::: Data listing :::
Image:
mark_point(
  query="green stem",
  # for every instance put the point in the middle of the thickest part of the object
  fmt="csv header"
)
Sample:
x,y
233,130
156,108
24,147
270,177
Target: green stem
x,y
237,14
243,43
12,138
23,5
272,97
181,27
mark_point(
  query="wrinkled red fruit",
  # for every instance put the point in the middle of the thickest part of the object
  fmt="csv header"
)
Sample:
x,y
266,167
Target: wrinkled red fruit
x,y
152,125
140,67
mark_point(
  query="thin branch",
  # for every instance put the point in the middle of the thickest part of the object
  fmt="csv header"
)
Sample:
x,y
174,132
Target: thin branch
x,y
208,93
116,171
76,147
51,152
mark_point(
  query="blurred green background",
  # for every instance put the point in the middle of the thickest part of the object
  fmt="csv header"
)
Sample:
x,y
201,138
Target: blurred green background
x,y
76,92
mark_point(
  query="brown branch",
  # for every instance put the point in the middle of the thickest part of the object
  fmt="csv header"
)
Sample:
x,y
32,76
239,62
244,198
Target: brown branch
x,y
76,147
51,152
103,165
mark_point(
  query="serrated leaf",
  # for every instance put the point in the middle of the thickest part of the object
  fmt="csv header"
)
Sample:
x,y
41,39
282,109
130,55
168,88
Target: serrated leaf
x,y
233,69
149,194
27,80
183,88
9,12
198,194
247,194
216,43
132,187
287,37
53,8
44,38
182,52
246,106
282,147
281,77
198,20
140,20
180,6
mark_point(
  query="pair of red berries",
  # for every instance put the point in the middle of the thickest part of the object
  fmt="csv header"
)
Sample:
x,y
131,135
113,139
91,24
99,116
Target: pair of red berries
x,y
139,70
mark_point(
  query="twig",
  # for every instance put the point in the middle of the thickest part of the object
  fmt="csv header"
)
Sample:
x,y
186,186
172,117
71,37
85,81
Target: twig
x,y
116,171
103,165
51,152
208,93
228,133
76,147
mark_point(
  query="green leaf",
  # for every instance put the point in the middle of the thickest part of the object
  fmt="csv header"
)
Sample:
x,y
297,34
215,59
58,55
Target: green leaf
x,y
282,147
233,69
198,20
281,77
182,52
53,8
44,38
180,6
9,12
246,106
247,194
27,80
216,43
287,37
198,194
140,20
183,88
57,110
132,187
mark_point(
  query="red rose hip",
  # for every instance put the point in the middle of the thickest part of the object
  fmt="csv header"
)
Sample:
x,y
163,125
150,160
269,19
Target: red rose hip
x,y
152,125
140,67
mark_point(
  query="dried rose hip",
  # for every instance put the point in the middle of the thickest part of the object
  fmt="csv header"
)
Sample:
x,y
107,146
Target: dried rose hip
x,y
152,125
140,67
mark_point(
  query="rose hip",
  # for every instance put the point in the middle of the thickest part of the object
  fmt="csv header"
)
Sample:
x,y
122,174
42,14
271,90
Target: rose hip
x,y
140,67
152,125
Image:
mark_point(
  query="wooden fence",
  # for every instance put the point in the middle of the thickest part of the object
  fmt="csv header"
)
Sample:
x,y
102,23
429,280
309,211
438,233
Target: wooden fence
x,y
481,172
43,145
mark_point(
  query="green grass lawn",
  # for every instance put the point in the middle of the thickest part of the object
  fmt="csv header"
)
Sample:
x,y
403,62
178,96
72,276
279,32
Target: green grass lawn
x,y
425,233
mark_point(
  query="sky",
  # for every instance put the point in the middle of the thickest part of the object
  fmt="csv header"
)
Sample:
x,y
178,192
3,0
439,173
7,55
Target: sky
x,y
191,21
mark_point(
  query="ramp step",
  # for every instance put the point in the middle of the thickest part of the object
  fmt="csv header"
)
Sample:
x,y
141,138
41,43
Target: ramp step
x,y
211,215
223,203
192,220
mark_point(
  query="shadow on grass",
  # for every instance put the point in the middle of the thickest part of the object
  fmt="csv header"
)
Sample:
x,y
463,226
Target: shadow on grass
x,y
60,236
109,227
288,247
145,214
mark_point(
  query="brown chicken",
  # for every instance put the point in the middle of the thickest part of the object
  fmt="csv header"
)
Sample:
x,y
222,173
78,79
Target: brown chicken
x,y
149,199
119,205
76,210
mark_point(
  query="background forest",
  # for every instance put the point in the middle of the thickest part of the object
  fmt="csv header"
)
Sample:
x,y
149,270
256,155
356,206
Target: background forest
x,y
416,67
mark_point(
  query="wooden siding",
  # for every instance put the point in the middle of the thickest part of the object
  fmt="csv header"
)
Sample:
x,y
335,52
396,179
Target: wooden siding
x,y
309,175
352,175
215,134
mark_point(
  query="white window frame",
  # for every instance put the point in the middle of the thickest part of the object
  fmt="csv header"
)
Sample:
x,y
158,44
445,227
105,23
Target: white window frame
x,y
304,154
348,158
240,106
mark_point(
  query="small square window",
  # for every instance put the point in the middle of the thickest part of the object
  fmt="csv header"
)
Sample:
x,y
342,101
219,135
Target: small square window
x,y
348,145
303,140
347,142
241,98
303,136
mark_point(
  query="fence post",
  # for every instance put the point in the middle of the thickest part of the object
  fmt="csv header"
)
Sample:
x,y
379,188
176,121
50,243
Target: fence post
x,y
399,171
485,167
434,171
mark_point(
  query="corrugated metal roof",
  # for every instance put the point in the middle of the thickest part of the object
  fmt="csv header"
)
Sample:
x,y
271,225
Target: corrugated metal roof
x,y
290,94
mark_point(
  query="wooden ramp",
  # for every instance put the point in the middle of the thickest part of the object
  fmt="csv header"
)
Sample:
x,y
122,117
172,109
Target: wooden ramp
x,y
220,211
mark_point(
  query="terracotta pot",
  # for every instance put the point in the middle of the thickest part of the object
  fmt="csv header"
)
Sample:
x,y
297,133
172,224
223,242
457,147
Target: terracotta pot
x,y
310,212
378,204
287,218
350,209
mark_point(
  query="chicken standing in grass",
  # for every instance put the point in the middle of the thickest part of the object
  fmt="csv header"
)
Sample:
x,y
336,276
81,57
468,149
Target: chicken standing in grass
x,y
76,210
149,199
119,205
:::
◆ **Instructions for the task**:
Transcribe the records in full, so that each line reads exactly as before.

◆ **Output for this exercise**:
Image:
mark_point(
  query="green stem",
  # for every instance put the point in the middle of the thickest part of the object
  fmt="csv header"
)
Sample:
x,y
233,130
156,108
24,147
270,177
Target: green stem
x,y
237,14
243,43
12,138
23,5
272,97
181,27
mark_point(
  query="wrinkled red fruit",
  # for every instance put the point in the middle of the thickest part of the object
  fmt="csv header"
)
Sample:
x,y
266,167
Target: wrinkled red fruit
x,y
152,125
140,67
mark_point(
  query="thin branch",
  # for every instance put the point in the middle of the thickest part of the object
  fmt="csv header"
)
Sample:
x,y
174,132
Target: thin branch
x,y
208,93
116,171
76,147
51,152
mark_point(
  query="blurred green background",
  # for every instance put the point in the middle of the thickest part of the object
  fmt="csv header"
)
Sample:
x,y
201,138
Target: blurred green background
x,y
76,92
mark_point(
  query="brown branch",
  # for every instance put the point in the middle of the thickest part of the object
  fmt="csv header"
)
Sample:
x,y
32,76
239,62
244,198
Target: brown branch
x,y
76,147
51,152
103,165
mark_point(
  query="serrated leaf",
  # for every instance put the point in the middle of the thickest part of the object
  fmt="csv header"
)
Sample:
x,y
41,39
282,109
130,55
168,88
Target: serrated leaf
x,y
233,69
149,194
27,80
183,88
9,12
198,194
247,194
216,43
132,187
287,37
53,8
44,38
182,52
246,106
282,147
281,77
198,20
140,20
180,6
mark_point(
  query="pair of red berries",
  # for every instance put the point in the middle of the thickest part of the object
  fmt="csv header"
)
Sample:
x,y
131,135
113,139
91,24
99,116
Target: pair of red berries
x,y
139,70
mark_point(
  query="twig",
  # for every instance put the point in the middle of the thickest part of the object
  fmt="csv header"
)
Sample:
x,y
186,186
172,117
71,37
85,81
Target: twig
x,y
116,171
103,165
51,152
208,93
228,133
76,147
mark_point(
  query="green leaf",
  # for every instance put the point in the middle of the thickest part of the object
  fmt="csv header"
)
Sample:
x,y
297,34
215,59
58,55
Target: green leaf
x,y
282,147
233,69
198,20
281,77
182,52
53,8
44,38
180,6
9,12
246,106
247,194
27,80
216,43
287,37
198,194
140,20
183,88
57,110
132,187
mark_point(
  query="red rose hip",
  # for every instance put the point in the middle of the thickest part of the object
  fmt="csv header"
)
Sample:
x,y
163,125
150,160
269,19
Target: red rose hip
x,y
152,125
140,67
mark_point(
  query="dried rose hip",
  # for every instance put the point in the middle of the thickest part of the object
  fmt="csv header"
)
Sample:
x,y
107,146
Target: dried rose hip
x,y
152,125
140,67
mark_point(
  query="rose hip",
  # for every instance put the point in the middle of the thickest part of the object
  fmt="csv header"
)
Sample:
x,y
122,174
42,14
271,90
Target: rose hip
x,y
140,67
152,125
Image:
mark_point(
  query="wooden fence",
  # for every instance put the point in the middle of the thickest part of the object
  fmt="csv header"
)
Sample:
x,y
102,23
429,280
309,211
438,233
Target: wooden fence
x,y
481,172
43,145
mark_point(
  query="green grass lawn",
  # for every instance put the point in the middle of the thickest part of the object
  fmt="csv header"
)
Sample:
x,y
403,62
178,96
72,276
279,32
Target: green grass lawn
x,y
425,233
mark_point(
  query="sky",
  # for every instance put the point in the middle of the thickest part of the object
  fmt="csv header"
)
Sample:
x,y
178,192
3,0
439,173
7,55
Target: sky
x,y
191,21
mark_point(
  query="ramp step",
  # for every instance put the point in the middle of the thickest part of the object
  fmt="csv header"
)
Sample:
x,y
141,138
41,43
Target: ramp step
x,y
211,215
223,203
192,220
mark_point(
  query="shadow on grass",
  # for every instance put the point in the middle of the thickest part of the object
  fmt="csv header"
)
Sample:
x,y
463,226
Target: shadow on grass
x,y
60,236
109,227
288,247
145,214
mark_point(
  query="brown chicken",
  # for every instance put the point in the middle of the thickest part of the object
  fmt="csv header"
)
Sample:
x,y
222,173
78,79
Target: brown chicken
x,y
149,199
119,205
76,210
mark_point(
  query="background forest",
  # for every instance put the point in the middle of the thickest part of the object
  fmt="csv header"
)
Sample:
x,y
149,270
256,155
356,206
Target: background forest
x,y
416,67
mark_point(
  query="wooden siding",
  # for every instance put the point in the middle of the thickest part of the object
  fmt="csv header"
)
Sample:
x,y
335,52
396,179
Target: wooden siding
x,y
309,175
352,175
215,134
mark_point(
  query="white window frame",
  # for every instance put the point in the middle of the thickest part of the object
  fmt="csv header"
)
Sample:
x,y
158,44
445,227
105,23
Target: white window frame
x,y
304,154
348,158
240,106
mark_point(
  query="small square window",
  # for every instance put the point in the middle of the thickest part of the object
  fmt="csv header"
)
Sample:
x,y
342,101
219,135
Target: small square window
x,y
348,145
303,140
347,142
241,98
303,136
mark_point(
  query="fence post",
  # for every instance put the point in the middle of the thickest part of the object
  fmt="csv header"
)
Sample:
x,y
379,188
176,121
50,243
Target: fence post
x,y
399,171
485,167
434,171
mark_point(
  query="corrugated metal roof",
  # for every instance put the point in the middle of the thickest part of the object
  fmt="csv header"
)
Sample:
x,y
271,225
Target: corrugated metal roof
x,y
290,94
mark_point(
  query="wooden ramp",
  # for every instance put the point in the middle of the thickest part of the object
  fmt="csv header"
)
Sample:
x,y
122,117
172,109
Target: wooden ramp
x,y
220,211
mark_point(
  query="terracotta pot",
  # for every instance put the point in the middle of the thickest part of the object
  fmt="csv header"
)
Sample:
x,y
297,133
172,224
223,242
457,147
Target: terracotta pot
x,y
310,212
378,204
287,218
350,209
mark_point(
  query="chicken standing in grass",
  # for every instance put the point in the middle of the thickest part of the object
  fmt="csv header"
)
Sample:
x,y
336,276
81,57
468,149
Target: chicken standing in grass
x,y
76,210
149,199
119,205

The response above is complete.